=== Description of the task ===
Please copy the lines below exactly as they appear, leaving out the pictures.

=== Entries for pointing and labeling ===
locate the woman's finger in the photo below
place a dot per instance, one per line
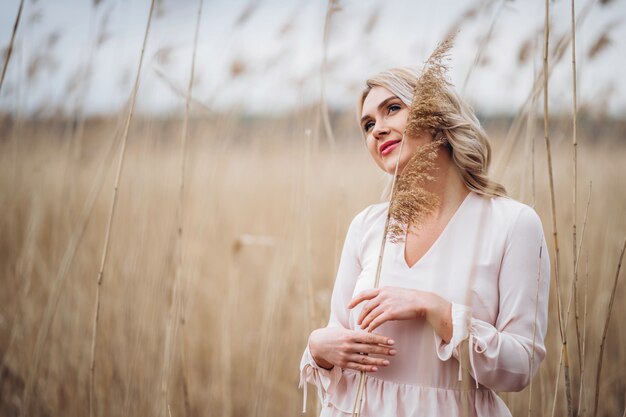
(378, 321)
(364, 295)
(367, 360)
(361, 367)
(372, 339)
(373, 349)
(368, 307)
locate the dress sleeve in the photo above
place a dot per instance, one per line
(349, 269)
(504, 357)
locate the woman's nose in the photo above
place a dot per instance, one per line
(380, 131)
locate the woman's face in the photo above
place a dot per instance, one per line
(383, 119)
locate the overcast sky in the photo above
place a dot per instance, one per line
(265, 56)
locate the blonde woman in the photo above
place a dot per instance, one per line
(461, 310)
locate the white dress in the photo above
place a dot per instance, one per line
(491, 263)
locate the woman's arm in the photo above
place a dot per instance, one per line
(337, 341)
(506, 355)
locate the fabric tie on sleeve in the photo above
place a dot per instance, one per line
(325, 380)
(478, 345)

=== The completed task ===
locate the woman's finger in the photo below
place a dot per instance, one per line
(378, 321)
(364, 295)
(367, 360)
(361, 367)
(372, 339)
(373, 349)
(368, 307)
locate the dress sleeve in the photo above
place a dot per instance, one per line
(349, 269)
(504, 357)
locate the woman's nose in the photo above
place a dot per instance, one per line
(380, 131)
locate the woman's face in the photo above
place a dot per instance, one per line
(383, 119)
locate the overcast sky in the photo above
place a dot per instance, one per line
(265, 56)
locate the blonde woman in the photo above
place a dot per instance, one per line
(461, 310)
locate the white dress in the photo above
place a dot per instance, one per line
(491, 263)
locate the woman's arm in the photo above
place a dot per instance, one per line
(337, 341)
(506, 355)
locate the fabric tie on sleeve in the photo above
place a dot per instance, one per line
(325, 380)
(478, 345)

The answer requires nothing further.